[TEXT PROVIDED]:
——————

In his dual roles as Investigator and Director of Research of the Lunenfeld-Tanenbaum Research Institute, Dr. Jim Woodgett applies his visionary approach to research into the manipulation of cell processes to treat certain cancers, diabetes and neurodegenerative conditions, and to ensuring that discoveries made by the world-renowned Institute are applied to patient care.

Dr. Woodgett is interested in the causes and treatment of breast cancer, colorectal cancer, diabetes, Alzheimer Disease and bipolar disorder. What links this apparently broad range of diseases is their common basis in disruption of the lines of communication within the cells, or the signalling pathways. By studying the ways in which components of these pathways are mutated and transformed by disease, Dr. Woodgett can identify new and more effective therapeutic targets. Study of the WNT pathway, which contains a number of genes which account for about 90% of human colon cancer, is a particular area of interest.

——————

[DATA SECTION]:
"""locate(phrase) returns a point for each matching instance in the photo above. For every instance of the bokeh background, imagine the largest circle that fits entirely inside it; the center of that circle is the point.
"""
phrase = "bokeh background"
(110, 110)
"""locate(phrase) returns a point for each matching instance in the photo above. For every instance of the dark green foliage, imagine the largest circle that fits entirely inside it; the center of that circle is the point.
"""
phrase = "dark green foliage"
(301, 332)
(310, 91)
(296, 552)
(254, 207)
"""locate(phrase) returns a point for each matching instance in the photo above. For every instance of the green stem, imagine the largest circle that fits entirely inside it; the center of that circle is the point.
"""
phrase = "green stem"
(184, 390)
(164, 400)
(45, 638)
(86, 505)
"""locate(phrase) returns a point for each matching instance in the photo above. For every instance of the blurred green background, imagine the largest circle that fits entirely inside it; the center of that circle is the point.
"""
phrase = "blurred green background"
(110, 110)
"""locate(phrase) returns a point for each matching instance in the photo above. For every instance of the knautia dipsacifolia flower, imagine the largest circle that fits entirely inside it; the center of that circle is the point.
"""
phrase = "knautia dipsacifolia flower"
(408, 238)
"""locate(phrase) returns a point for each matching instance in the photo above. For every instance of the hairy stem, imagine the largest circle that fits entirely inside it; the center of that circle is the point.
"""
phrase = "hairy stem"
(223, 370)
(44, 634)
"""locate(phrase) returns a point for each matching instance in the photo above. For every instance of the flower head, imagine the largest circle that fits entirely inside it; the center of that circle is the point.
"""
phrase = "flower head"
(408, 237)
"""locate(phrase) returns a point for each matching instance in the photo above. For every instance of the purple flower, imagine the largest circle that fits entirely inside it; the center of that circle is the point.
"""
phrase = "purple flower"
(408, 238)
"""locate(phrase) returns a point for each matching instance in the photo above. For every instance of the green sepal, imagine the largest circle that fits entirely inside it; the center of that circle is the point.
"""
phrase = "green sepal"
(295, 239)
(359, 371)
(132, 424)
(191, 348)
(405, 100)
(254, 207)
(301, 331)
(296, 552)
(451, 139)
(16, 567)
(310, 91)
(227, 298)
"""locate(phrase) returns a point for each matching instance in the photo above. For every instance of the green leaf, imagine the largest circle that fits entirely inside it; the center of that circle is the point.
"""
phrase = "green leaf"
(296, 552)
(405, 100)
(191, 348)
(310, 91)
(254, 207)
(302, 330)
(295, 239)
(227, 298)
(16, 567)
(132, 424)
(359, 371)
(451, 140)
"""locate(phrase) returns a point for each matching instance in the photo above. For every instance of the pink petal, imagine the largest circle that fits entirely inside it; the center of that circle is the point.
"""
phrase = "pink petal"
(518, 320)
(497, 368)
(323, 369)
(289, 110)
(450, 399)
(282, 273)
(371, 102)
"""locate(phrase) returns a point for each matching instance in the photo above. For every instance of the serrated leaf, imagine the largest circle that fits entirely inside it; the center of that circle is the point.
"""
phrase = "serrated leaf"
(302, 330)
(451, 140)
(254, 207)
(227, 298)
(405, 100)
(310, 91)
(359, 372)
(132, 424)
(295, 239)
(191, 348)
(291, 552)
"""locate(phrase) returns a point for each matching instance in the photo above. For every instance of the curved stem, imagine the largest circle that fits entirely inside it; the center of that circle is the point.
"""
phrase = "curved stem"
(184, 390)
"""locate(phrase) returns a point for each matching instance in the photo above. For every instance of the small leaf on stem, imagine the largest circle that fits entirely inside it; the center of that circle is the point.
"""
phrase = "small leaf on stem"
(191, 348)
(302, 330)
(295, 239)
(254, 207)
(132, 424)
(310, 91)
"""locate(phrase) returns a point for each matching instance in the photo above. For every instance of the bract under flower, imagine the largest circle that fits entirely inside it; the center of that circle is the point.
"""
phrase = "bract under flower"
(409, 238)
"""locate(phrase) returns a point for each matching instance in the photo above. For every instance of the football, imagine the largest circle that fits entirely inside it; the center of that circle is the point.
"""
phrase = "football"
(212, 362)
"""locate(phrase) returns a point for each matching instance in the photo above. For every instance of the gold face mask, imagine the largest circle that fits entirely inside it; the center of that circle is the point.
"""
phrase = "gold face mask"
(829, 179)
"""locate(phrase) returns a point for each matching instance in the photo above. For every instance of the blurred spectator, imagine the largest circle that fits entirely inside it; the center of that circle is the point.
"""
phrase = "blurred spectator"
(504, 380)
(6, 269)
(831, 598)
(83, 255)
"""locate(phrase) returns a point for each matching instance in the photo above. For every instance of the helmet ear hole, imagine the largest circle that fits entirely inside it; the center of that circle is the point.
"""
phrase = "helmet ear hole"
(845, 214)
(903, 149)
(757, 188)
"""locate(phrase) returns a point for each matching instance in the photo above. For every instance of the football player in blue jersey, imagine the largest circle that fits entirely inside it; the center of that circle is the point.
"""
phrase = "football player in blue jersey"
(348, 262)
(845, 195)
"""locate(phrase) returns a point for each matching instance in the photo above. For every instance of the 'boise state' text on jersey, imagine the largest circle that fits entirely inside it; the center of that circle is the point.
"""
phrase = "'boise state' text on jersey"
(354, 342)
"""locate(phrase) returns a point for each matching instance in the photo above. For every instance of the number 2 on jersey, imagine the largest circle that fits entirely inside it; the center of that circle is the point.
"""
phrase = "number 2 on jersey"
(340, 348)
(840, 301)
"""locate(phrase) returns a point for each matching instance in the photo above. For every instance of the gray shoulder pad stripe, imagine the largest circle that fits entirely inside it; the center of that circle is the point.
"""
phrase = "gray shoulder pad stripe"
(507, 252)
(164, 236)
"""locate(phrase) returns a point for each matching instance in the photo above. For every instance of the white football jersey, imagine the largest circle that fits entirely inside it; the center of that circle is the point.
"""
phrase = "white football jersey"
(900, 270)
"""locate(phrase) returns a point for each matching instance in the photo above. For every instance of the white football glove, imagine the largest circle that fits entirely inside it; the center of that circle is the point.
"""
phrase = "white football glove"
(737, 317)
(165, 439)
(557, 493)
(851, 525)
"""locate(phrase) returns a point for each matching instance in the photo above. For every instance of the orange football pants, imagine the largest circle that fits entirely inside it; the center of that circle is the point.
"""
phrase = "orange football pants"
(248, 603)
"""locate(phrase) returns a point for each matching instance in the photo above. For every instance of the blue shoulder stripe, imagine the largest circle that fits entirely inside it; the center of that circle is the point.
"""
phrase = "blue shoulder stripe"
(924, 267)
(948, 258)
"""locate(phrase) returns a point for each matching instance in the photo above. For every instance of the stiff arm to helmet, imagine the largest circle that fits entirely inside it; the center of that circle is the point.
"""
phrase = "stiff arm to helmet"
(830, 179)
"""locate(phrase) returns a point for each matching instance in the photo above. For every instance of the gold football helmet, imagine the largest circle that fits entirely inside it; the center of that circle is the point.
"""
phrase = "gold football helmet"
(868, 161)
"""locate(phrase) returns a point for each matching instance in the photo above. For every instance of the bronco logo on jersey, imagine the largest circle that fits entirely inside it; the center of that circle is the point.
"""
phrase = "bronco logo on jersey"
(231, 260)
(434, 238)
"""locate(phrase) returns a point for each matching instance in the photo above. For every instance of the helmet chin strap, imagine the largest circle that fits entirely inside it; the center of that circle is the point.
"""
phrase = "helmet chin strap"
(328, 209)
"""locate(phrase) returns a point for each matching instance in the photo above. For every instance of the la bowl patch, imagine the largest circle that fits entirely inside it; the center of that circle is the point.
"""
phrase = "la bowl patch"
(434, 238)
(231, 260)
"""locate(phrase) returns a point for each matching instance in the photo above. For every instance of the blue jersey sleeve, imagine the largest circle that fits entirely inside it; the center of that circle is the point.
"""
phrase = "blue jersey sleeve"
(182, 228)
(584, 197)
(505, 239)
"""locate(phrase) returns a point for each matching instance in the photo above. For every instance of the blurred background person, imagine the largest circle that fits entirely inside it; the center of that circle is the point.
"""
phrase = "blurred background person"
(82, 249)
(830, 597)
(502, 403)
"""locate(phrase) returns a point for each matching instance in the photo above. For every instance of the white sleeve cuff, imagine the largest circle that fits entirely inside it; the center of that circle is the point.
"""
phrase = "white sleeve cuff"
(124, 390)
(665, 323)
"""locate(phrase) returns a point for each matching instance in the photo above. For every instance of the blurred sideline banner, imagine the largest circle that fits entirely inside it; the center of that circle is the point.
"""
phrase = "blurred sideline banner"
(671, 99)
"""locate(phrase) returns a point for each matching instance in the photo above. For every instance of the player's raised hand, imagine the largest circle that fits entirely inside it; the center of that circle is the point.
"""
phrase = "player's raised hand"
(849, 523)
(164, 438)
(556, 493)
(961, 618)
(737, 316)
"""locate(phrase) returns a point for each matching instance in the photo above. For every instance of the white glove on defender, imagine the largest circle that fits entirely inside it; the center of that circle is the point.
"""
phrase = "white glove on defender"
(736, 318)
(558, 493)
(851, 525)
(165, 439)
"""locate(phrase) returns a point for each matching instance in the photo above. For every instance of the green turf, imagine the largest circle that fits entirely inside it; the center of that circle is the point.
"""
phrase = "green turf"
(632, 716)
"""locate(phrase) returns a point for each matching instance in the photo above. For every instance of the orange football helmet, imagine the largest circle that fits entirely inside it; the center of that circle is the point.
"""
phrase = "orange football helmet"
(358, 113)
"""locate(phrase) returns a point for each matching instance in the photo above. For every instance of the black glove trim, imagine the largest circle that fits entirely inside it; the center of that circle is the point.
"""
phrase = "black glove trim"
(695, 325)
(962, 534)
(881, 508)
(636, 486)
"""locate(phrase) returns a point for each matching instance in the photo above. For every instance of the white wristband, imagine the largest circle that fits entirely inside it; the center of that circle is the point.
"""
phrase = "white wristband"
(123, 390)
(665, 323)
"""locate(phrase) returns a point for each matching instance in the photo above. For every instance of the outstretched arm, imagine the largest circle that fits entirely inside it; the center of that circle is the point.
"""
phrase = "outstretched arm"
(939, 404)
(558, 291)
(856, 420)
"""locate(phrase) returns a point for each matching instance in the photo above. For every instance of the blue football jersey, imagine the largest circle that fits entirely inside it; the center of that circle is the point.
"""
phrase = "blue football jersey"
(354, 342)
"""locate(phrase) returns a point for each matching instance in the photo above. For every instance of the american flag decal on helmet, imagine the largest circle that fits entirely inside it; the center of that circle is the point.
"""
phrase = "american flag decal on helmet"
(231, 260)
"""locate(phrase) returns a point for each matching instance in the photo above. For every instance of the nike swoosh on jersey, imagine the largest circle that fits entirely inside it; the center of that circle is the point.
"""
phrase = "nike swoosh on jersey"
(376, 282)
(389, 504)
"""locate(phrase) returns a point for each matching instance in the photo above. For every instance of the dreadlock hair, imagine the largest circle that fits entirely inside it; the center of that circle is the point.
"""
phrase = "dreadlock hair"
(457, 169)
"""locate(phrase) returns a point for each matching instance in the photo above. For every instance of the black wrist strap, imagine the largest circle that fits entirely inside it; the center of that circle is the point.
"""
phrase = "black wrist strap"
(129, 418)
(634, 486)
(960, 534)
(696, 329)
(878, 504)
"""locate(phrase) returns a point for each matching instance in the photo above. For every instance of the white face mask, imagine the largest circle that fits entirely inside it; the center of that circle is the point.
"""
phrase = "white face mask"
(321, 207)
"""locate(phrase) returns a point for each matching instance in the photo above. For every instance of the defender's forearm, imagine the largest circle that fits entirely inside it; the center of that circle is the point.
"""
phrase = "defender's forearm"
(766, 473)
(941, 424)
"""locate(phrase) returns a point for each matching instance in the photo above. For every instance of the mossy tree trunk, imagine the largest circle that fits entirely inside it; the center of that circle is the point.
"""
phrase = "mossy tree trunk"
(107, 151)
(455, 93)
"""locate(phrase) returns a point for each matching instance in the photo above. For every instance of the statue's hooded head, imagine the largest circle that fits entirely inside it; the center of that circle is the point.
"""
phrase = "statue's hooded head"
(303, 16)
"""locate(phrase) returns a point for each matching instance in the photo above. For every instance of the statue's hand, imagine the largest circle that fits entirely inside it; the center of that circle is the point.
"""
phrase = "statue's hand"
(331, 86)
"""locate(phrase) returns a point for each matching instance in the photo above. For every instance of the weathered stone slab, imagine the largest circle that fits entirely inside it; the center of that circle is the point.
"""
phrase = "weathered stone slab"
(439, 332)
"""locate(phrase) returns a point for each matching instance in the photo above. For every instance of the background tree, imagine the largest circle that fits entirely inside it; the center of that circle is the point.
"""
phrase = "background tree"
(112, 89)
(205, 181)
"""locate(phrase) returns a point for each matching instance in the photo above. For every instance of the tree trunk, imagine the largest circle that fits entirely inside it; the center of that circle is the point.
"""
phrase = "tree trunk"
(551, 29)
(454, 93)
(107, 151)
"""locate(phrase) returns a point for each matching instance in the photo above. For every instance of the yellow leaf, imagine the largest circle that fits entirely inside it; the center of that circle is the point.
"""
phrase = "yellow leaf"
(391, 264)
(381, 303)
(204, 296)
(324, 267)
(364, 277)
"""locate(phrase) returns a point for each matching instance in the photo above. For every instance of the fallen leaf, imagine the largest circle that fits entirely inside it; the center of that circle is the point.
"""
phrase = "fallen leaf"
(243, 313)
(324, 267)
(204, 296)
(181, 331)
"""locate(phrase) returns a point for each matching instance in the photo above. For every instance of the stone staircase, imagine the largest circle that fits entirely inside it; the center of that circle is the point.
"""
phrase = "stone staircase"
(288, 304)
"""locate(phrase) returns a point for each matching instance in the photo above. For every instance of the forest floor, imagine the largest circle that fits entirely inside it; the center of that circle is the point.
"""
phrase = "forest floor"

——————

[USING THE INFORMATION]:
[a] According to the text about Dr. Woodgett, roughly what share of human colon cancer do genes in the WNT pathway account for?
[b] Repeat the text about Dr. Woodgett from "In his dual" down to "to patient care.".
The items were taken from a different source than the text.

[OUTPUTS FOR THE TASKS]:
[a] About 90%.

[b]
In his dual roles as Investigator and Director of Research of the Lunenfeld-Tanenbaum Research Institute, Dr. Jim Woodgett applies his visionary approach to research into the manipulation of cell processes to treat certain cancers, diabetes and neurodegenerative conditions, and to ensuring that discoveries made by the world-renowned Institute are applied to patient care.